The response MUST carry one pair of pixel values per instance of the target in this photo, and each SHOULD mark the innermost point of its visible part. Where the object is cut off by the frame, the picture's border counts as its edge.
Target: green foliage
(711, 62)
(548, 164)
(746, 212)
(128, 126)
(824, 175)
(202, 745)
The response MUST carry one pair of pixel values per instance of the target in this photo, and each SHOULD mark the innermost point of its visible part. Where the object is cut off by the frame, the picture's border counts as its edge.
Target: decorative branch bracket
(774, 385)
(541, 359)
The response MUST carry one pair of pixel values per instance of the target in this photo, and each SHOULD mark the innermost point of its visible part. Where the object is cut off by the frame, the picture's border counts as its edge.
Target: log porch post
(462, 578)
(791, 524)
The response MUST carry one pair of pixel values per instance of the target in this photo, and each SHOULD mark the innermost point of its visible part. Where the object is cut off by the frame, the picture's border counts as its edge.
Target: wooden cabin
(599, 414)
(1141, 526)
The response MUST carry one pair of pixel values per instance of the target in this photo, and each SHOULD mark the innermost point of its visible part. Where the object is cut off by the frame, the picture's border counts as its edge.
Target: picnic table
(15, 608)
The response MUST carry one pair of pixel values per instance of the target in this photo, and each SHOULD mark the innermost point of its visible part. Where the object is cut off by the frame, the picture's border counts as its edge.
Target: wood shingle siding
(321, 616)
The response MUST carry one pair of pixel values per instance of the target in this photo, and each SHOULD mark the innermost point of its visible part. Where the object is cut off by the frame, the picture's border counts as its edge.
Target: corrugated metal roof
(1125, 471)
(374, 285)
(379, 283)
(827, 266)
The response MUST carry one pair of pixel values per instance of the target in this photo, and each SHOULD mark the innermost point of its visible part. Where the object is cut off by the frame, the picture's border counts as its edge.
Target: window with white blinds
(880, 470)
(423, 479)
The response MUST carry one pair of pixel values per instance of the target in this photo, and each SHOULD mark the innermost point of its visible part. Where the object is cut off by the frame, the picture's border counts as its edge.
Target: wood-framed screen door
——
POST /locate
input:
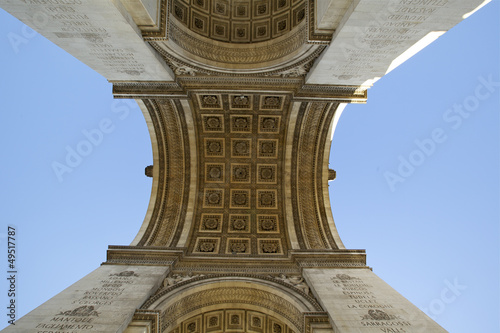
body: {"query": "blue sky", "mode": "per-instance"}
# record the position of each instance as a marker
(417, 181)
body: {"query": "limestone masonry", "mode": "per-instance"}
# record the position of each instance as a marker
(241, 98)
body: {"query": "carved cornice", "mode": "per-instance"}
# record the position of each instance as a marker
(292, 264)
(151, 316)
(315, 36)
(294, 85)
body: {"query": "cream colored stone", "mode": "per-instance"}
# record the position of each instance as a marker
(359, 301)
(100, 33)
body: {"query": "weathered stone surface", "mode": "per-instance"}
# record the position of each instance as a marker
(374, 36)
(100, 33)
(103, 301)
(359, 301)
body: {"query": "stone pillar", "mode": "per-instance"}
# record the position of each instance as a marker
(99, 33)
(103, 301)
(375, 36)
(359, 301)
——
* **About this exercise**
Search the listing for the word "mode", and copy every line in which it is found.

* **Response to this task**
body: {"query": "blue sky", "mode": "per-instance"}
body: {"query": "limestone masonry", "mode": "per-instance"}
body: {"query": "carved cornice", "mode": "per-instance"}
body: {"query": "cream colored stone", "mode": "per-instance"}
body: {"query": "weathered stone surface", "mode": "per-instance"}
body: {"query": "stone pillar", "mode": "per-instance"}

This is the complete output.